§ The problem
Search the data below for the string "temple" and copy all lines where it shows up.

[Records from a collection]
----
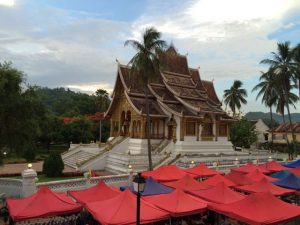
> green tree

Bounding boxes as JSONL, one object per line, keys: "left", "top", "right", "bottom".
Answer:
{"left": 65, "top": 117, "right": 94, "bottom": 144}
{"left": 0, "top": 62, "right": 45, "bottom": 156}
{"left": 252, "top": 70, "right": 277, "bottom": 150}
{"left": 230, "top": 118, "right": 258, "bottom": 148}
{"left": 292, "top": 43, "right": 300, "bottom": 97}
{"left": 125, "top": 27, "right": 166, "bottom": 171}
{"left": 261, "top": 42, "right": 299, "bottom": 153}
{"left": 95, "top": 89, "right": 110, "bottom": 112}
{"left": 223, "top": 80, "right": 247, "bottom": 117}
{"left": 42, "top": 152, "right": 64, "bottom": 177}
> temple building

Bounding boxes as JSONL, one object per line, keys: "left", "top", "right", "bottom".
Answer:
{"left": 105, "top": 47, "right": 235, "bottom": 155}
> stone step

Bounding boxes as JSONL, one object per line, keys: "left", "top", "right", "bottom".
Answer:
{"left": 63, "top": 150, "right": 99, "bottom": 169}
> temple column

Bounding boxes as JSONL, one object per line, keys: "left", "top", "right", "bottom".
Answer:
{"left": 213, "top": 119, "right": 216, "bottom": 141}
{"left": 163, "top": 120, "right": 165, "bottom": 138}
{"left": 141, "top": 118, "right": 146, "bottom": 139}
{"left": 180, "top": 117, "right": 184, "bottom": 141}
{"left": 215, "top": 121, "right": 219, "bottom": 141}
{"left": 110, "top": 119, "right": 113, "bottom": 137}
{"left": 199, "top": 123, "right": 202, "bottom": 141}
{"left": 196, "top": 121, "right": 199, "bottom": 141}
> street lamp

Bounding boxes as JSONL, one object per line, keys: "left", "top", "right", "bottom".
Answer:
{"left": 133, "top": 173, "right": 146, "bottom": 225}
{"left": 28, "top": 163, "right": 32, "bottom": 169}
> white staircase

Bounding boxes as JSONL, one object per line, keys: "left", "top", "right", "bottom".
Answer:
{"left": 63, "top": 150, "right": 99, "bottom": 168}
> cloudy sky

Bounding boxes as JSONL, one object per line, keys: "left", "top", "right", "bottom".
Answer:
{"left": 0, "top": 0, "right": 299, "bottom": 113}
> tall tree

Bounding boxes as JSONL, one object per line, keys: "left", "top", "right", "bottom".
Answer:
{"left": 223, "top": 80, "right": 247, "bottom": 117}
{"left": 292, "top": 43, "right": 300, "bottom": 97}
{"left": 261, "top": 42, "right": 299, "bottom": 152}
{"left": 95, "top": 89, "right": 110, "bottom": 111}
{"left": 125, "top": 27, "right": 166, "bottom": 170}
{"left": 252, "top": 70, "right": 277, "bottom": 150}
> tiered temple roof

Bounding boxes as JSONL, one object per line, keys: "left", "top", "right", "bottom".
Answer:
{"left": 106, "top": 46, "right": 231, "bottom": 120}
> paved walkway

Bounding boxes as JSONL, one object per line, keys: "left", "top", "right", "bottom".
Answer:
{"left": 0, "top": 161, "right": 75, "bottom": 176}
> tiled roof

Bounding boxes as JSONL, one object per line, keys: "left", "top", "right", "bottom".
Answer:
{"left": 271, "top": 122, "right": 300, "bottom": 133}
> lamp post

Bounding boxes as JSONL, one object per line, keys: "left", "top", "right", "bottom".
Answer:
{"left": 133, "top": 173, "right": 145, "bottom": 225}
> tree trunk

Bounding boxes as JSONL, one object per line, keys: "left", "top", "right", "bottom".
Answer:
{"left": 144, "top": 86, "right": 153, "bottom": 171}
{"left": 270, "top": 107, "right": 274, "bottom": 152}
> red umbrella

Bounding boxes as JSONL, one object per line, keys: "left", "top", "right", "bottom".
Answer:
{"left": 259, "top": 161, "right": 290, "bottom": 173}
{"left": 201, "top": 174, "right": 236, "bottom": 187}
{"left": 188, "top": 182, "right": 245, "bottom": 204}
{"left": 209, "top": 192, "right": 300, "bottom": 225}
{"left": 225, "top": 171, "right": 254, "bottom": 186}
{"left": 231, "top": 162, "right": 269, "bottom": 174}
{"left": 86, "top": 190, "right": 169, "bottom": 225}
{"left": 143, "top": 189, "right": 207, "bottom": 217}
{"left": 245, "top": 169, "right": 277, "bottom": 182}
{"left": 163, "top": 174, "right": 211, "bottom": 192}
{"left": 184, "top": 163, "right": 223, "bottom": 178}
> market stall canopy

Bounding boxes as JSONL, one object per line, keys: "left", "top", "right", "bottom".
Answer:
{"left": 188, "top": 182, "right": 245, "bottom": 204}
{"left": 225, "top": 171, "right": 254, "bottom": 186}
{"left": 68, "top": 181, "right": 120, "bottom": 205}
{"left": 7, "top": 187, "right": 82, "bottom": 222}
{"left": 245, "top": 169, "right": 277, "bottom": 182}
{"left": 163, "top": 174, "right": 211, "bottom": 192}
{"left": 273, "top": 173, "right": 300, "bottom": 191}
{"left": 236, "top": 178, "right": 295, "bottom": 196}
{"left": 120, "top": 177, "right": 173, "bottom": 196}
{"left": 289, "top": 167, "right": 300, "bottom": 176}
{"left": 231, "top": 162, "right": 269, "bottom": 174}
{"left": 201, "top": 174, "right": 236, "bottom": 187}
{"left": 86, "top": 190, "right": 170, "bottom": 225}
{"left": 283, "top": 159, "right": 300, "bottom": 168}
{"left": 184, "top": 163, "right": 223, "bottom": 178}
{"left": 259, "top": 161, "right": 290, "bottom": 173}
{"left": 271, "top": 170, "right": 293, "bottom": 180}
{"left": 209, "top": 192, "right": 300, "bottom": 225}
{"left": 143, "top": 189, "right": 207, "bottom": 217}
{"left": 142, "top": 165, "right": 191, "bottom": 182}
----
§ Answer to this exercise
> temple building
> temple column
> tiered temple roof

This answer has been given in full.